--- START OF Excerpted records ---

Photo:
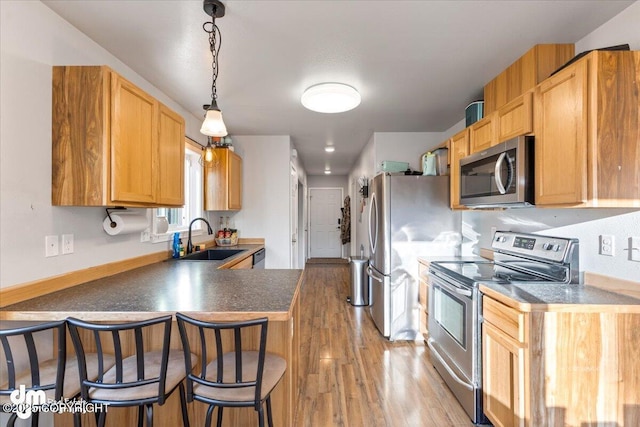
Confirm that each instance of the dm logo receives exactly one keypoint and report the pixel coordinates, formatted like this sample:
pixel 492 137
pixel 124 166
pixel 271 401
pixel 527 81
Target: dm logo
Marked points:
pixel 27 401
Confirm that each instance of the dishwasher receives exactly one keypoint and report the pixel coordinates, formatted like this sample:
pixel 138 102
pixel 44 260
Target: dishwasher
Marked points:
pixel 258 259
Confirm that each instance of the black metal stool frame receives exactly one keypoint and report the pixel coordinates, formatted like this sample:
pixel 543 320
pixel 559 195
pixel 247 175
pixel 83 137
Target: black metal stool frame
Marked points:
pixel 61 354
pixel 115 329
pixel 217 327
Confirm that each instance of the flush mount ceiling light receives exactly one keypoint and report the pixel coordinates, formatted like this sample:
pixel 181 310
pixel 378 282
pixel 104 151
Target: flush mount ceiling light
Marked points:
pixel 330 98
pixel 213 124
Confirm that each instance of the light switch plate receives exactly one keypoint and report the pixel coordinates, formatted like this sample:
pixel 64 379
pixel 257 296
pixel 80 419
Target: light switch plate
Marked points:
pixel 634 248
pixel 607 245
pixel 50 246
pixel 67 244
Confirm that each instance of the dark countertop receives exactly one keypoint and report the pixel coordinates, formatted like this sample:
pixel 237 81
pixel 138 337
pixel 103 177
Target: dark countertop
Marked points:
pixel 562 297
pixel 166 287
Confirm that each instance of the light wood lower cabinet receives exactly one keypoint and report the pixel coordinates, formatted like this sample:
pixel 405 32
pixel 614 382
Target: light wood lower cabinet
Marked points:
pixel 223 182
pixel 423 299
pixel 575 367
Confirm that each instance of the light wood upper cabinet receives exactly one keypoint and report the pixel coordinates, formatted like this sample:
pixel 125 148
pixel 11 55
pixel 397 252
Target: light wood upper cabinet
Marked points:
pixel 170 182
pixel 458 149
pixel 482 134
pixel 525 73
pixel 112 143
pixel 587 130
pixel 223 182
pixel 515 118
pixel 134 143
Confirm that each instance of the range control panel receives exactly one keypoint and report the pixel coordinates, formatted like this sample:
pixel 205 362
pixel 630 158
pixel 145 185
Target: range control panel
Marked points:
pixel 556 249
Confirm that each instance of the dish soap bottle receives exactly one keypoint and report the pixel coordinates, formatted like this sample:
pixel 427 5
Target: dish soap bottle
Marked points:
pixel 176 245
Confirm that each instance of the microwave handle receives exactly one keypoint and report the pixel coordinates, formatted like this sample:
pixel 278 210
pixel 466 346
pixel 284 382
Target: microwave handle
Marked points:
pixel 496 175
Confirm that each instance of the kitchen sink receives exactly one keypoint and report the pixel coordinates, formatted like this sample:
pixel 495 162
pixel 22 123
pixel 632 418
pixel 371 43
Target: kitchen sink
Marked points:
pixel 212 255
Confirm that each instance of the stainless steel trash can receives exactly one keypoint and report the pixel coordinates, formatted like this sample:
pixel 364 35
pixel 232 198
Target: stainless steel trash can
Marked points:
pixel 359 283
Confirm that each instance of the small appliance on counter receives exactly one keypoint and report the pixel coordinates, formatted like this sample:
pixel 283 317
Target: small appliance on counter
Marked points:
pixel 435 162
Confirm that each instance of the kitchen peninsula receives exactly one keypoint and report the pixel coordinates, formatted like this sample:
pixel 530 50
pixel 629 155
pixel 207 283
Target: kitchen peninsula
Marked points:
pixel 200 290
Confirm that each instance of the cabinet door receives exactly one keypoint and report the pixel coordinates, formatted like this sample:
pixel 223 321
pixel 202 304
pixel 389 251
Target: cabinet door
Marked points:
pixel 235 181
pixel 560 109
pixel 482 134
pixel 170 185
pixel 134 143
pixel 458 148
pixel 515 118
pixel 502 378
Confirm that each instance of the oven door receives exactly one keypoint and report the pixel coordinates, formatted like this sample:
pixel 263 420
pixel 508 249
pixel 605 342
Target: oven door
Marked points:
pixel 451 327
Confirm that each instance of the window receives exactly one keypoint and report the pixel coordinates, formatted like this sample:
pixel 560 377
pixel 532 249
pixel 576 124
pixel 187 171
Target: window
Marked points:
pixel 179 218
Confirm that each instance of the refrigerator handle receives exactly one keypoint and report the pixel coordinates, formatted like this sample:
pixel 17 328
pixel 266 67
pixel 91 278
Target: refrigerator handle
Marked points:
pixel 373 210
pixel 371 273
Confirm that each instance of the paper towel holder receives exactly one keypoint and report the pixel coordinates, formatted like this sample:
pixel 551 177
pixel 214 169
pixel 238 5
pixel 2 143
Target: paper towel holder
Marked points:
pixel 118 208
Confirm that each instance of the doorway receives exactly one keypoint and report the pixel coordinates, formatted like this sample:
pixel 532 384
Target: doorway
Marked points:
pixel 324 222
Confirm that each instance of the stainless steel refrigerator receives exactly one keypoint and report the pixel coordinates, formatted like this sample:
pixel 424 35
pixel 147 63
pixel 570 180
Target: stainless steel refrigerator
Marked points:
pixel 409 217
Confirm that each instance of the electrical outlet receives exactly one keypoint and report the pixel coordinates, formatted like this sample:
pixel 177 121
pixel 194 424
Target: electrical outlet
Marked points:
pixel 67 244
pixel 50 246
pixel 607 245
pixel 634 248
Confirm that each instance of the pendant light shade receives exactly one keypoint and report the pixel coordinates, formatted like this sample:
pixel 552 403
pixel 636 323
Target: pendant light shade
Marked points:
pixel 213 124
pixel 330 98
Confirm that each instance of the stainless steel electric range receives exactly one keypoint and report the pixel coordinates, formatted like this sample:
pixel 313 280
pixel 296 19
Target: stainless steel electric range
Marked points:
pixel 455 304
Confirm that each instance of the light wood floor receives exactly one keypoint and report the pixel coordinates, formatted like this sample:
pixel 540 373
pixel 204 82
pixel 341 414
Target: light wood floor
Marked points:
pixel 351 376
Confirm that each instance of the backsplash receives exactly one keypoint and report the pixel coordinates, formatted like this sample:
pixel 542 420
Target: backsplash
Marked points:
pixel 585 224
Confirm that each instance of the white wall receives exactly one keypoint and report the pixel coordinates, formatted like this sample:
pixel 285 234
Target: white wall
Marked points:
pixel 265 195
pixel 32 39
pixel 622 28
pixel 329 181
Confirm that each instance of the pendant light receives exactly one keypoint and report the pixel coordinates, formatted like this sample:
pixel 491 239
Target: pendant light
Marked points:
pixel 213 124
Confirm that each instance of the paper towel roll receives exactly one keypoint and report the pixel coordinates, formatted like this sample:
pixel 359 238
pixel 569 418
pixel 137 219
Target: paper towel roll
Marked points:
pixel 125 224
pixel 162 225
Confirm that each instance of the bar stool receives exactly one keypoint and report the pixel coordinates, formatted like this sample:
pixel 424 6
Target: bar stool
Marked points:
pixel 235 377
pixel 57 377
pixel 148 376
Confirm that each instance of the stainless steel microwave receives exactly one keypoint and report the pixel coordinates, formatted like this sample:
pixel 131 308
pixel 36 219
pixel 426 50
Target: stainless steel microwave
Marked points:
pixel 501 176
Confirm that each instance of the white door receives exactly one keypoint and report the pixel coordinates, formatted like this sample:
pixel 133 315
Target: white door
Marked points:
pixel 325 216
pixel 293 232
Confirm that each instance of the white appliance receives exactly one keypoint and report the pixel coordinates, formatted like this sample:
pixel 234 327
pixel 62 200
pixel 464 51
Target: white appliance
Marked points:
pixel 409 217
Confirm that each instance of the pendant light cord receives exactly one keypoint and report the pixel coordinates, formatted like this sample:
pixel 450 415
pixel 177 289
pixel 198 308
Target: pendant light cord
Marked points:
pixel 215 43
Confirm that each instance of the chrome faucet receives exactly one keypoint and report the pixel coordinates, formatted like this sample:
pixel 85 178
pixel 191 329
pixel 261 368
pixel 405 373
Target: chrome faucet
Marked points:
pixel 189 244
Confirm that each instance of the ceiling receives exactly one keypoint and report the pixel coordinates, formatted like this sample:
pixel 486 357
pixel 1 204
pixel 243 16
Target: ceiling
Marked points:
pixel 417 64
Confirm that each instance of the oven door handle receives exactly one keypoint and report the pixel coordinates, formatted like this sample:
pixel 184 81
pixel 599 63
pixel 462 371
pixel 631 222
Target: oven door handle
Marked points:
pixel 455 376
pixel 497 176
pixel 451 287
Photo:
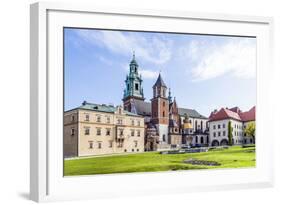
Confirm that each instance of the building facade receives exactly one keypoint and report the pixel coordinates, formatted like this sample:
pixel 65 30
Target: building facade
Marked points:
pixel 163 118
pixel 94 129
pixel 229 124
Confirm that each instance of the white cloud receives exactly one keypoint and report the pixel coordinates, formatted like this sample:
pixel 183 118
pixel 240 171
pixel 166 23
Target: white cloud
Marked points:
pixel 148 74
pixel 236 57
pixel 155 50
pixel 105 60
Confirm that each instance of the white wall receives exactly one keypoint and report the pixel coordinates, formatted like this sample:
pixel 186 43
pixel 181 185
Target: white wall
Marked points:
pixel 14 89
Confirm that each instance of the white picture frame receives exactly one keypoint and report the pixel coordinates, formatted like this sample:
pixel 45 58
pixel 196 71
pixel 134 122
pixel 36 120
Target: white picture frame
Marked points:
pixel 46 178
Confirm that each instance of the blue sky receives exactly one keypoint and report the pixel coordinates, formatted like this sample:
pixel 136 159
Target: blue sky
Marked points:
pixel 204 72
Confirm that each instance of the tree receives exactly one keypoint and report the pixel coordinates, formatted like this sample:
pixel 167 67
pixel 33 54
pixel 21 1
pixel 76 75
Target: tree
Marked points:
pixel 250 130
pixel 230 136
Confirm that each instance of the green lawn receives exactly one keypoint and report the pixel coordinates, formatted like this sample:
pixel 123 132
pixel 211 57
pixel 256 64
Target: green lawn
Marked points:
pixel 234 157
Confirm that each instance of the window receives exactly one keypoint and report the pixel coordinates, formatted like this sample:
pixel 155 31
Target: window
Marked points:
pixel 98 131
pixel 72 132
pixel 119 121
pixel 121 132
pixel 90 144
pixel 87 131
pixel 107 131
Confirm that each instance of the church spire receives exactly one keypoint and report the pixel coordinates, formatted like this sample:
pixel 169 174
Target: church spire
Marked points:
pixel 133 81
pixel 170 96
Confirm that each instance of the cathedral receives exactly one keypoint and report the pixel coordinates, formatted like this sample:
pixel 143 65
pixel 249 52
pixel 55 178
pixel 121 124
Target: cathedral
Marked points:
pixel 167 125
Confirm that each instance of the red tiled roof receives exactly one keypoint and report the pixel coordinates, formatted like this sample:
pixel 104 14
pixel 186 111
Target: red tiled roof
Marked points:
pixel 233 113
pixel 224 114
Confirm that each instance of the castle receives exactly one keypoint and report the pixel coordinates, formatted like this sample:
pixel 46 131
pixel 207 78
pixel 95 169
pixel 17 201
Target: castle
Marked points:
pixel 158 124
pixel 167 125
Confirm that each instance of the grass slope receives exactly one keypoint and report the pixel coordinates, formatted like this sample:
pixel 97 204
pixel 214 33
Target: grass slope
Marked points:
pixel 234 157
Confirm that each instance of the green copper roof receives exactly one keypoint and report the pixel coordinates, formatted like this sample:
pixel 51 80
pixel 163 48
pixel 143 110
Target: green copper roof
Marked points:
pixel 159 82
pixel 103 108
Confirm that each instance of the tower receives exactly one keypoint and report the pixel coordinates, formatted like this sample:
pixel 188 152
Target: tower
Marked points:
pixel 134 90
pixel 160 109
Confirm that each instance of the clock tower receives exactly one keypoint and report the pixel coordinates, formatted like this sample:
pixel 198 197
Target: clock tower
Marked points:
pixel 134 90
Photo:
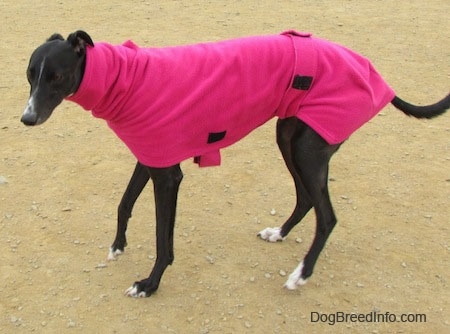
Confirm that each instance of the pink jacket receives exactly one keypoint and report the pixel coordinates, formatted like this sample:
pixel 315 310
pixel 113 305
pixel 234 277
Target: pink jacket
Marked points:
pixel 170 104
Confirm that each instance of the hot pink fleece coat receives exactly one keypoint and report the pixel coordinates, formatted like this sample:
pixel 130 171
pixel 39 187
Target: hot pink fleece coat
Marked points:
pixel 170 104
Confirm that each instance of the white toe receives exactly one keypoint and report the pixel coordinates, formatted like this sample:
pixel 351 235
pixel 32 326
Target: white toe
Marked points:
pixel 271 234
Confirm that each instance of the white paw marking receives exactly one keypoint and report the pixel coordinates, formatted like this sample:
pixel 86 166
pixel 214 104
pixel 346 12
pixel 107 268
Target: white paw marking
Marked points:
pixel 132 292
pixel 271 234
pixel 112 255
pixel 295 279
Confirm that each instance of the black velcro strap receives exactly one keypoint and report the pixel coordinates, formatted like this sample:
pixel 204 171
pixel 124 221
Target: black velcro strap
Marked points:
pixel 216 136
pixel 302 82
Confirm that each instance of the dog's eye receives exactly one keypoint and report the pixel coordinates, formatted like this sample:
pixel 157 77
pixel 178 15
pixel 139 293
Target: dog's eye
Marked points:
pixel 57 77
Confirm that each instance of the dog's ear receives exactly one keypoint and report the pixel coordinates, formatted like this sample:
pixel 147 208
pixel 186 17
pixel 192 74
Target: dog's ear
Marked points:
pixel 79 39
pixel 55 37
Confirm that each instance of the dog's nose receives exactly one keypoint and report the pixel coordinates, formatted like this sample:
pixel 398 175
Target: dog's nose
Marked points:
pixel 29 118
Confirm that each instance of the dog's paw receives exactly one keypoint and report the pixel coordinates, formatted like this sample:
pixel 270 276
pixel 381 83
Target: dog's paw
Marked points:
pixel 133 291
pixel 112 255
pixel 295 279
pixel 271 234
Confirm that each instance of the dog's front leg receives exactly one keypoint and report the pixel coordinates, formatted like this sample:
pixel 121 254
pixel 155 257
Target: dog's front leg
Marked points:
pixel 166 183
pixel 137 183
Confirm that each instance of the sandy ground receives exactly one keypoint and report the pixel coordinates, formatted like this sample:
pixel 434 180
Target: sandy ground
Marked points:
pixel 60 185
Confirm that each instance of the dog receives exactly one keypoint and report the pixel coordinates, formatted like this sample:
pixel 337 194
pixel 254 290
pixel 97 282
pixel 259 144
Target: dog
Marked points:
pixel 171 104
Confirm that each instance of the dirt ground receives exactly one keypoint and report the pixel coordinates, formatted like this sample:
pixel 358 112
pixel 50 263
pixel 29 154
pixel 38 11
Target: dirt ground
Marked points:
pixel 60 184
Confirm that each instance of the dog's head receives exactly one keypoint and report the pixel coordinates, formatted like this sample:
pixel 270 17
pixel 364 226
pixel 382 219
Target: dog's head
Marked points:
pixel 54 72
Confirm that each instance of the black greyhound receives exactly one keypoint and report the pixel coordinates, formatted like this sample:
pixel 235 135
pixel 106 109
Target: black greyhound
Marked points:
pixel 56 71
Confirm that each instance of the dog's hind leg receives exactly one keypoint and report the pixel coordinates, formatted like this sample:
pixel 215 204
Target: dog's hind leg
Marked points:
pixel 137 183
pixel 166 183
pixel 287 129
pixel 311 156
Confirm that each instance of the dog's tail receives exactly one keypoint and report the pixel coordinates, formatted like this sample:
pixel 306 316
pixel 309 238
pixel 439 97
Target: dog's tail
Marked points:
pixel 430 111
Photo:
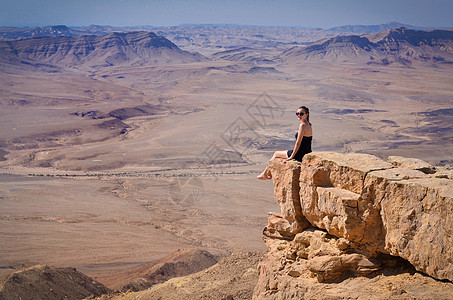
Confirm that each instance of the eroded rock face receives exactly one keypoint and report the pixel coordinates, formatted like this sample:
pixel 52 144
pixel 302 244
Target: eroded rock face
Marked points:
pixel 356 215
pixel 286 191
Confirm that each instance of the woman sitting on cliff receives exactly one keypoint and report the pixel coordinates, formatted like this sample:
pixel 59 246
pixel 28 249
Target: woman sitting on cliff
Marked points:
pixel 303 142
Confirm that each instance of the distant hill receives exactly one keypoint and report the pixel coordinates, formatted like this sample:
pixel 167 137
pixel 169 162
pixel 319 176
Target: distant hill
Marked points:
pixel 136 48
pixel 368 29
pixel 403 46
pixel 15 33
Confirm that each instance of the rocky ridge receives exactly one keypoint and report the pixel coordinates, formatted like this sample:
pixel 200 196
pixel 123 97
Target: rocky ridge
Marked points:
pixel 401 45
pixel 44 282
pixel 136 48
pixel 349 218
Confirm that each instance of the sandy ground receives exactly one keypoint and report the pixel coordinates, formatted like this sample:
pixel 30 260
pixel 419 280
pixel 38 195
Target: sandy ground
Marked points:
pixel 112 196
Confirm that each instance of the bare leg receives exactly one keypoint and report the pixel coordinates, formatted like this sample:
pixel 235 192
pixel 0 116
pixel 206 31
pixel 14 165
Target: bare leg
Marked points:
pixel 266 174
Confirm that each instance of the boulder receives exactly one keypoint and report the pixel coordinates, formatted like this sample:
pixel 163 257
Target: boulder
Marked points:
pixel 351 215
pixel 286 191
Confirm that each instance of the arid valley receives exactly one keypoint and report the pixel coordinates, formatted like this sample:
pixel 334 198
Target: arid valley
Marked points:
pixel 118 149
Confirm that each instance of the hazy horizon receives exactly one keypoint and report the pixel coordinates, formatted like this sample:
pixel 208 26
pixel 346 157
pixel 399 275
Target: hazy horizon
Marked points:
pixel 287 13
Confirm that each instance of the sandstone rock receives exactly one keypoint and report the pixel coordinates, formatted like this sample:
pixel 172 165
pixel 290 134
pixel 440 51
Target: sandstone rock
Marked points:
pixel 278 227
pixel 286 191
pixel 345 171
pixel 331 187
pixel 412 163
pixel 417 216
pixel 375 216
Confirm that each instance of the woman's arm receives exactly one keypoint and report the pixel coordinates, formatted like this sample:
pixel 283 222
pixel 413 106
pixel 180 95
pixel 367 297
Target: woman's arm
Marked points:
pixel 300 135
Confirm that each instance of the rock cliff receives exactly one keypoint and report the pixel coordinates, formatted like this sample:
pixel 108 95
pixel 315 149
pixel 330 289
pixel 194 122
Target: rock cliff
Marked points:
pixel 349 216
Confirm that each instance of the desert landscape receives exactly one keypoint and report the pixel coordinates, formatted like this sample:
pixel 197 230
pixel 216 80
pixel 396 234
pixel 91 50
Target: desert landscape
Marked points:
pixel 125 146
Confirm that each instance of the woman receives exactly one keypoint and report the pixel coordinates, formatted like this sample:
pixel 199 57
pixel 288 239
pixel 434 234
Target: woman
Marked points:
pixel 303 142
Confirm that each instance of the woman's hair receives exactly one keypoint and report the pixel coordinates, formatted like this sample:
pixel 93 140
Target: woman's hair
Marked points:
pixel 307 111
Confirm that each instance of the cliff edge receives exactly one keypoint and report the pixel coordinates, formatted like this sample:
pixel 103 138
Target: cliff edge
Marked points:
pixel 368 227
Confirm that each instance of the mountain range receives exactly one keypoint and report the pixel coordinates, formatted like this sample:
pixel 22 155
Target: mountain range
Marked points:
pixel 403 46
pixel 135 48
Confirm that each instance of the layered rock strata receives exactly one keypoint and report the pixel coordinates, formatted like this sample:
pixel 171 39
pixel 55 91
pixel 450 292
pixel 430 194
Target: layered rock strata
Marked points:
pixel 346 215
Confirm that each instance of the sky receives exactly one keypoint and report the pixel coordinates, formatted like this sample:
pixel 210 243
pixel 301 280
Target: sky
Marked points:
pixel 304 13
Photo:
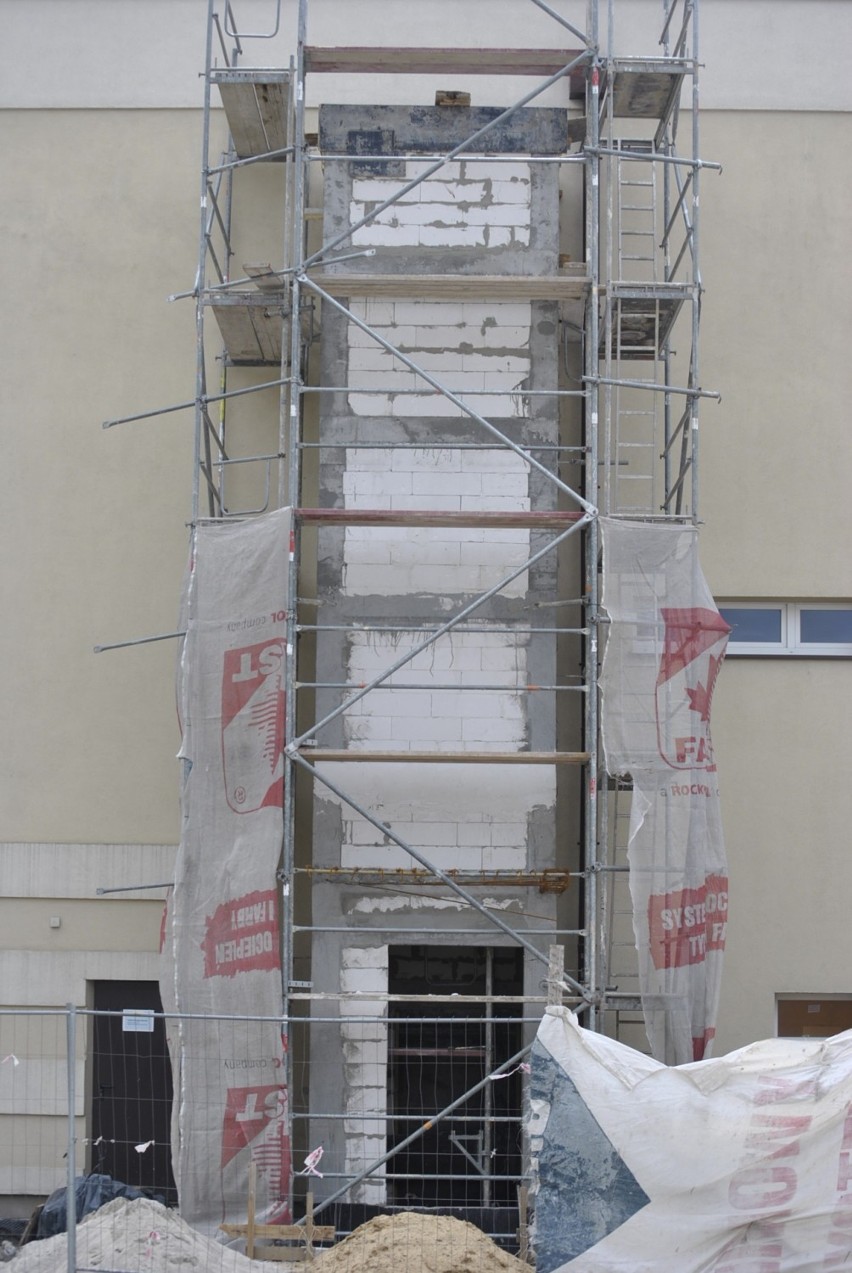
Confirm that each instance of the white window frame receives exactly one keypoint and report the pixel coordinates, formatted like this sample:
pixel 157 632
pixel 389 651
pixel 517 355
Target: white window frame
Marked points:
pixel 790 643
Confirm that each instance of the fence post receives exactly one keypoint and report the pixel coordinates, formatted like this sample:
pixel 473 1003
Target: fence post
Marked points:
pixel 70 1192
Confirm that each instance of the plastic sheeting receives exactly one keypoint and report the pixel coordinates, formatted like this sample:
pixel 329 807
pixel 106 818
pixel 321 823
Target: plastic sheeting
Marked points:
pixel 222 949
pixel 735 1165
pixel 665 646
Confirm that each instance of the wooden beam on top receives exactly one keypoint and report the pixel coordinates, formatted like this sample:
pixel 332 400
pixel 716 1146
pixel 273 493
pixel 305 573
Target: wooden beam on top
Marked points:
pixel 548 521
pixel 440 61
pixel 445 758
pixel 456 287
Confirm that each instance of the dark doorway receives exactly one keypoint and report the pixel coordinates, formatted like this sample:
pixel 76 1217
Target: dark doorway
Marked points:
pixel 131 1089
pixel 473 1157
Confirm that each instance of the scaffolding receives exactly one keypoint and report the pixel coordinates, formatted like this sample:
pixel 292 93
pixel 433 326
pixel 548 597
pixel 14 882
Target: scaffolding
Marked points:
pixel 419 950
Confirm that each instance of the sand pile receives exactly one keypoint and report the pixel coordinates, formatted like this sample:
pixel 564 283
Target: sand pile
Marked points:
pixel 142 1236
pixel 413 1243
pixel 130 1237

--- END OF Excerpted records ---

▸ **Work to be completed**
Rewrite everything from the line containing "Confirm that each instance of the tree" down to the line containing "pixel 107 131", putting "grassy lawn" in place of "green lawn" and keeping all else the same.

▸ **Answer to the exercise**
Confirm that each instance of the tree receives exactly one keypoint and report the pixel coordinates, formatted like this sample:
pixel 167 67
pixel 33 54
pixel 21 1
pixel 76 75
Target: tree
Marked points:
pixel 250 130
pixel 230 136
Confirm that each instance of the grassy lawn receives exactly one keypoint and report the pixel coordinates, formatted like this sample:
pixel 123 132
pixel 211 57
pixel 256 64
Target: grassy lawn
Marked points:
pixel 234 157
Confirm that each instance of the window receives exactly one keypoint and report the pixel coordinates, formatted like this sample:
pixel 155 31
Target: window
Marked points:
pixel 98 131
pixel 72 132
pixel 119 121
pixel 121 132
pixel 90 144
pixel 87 131
pixel 107 131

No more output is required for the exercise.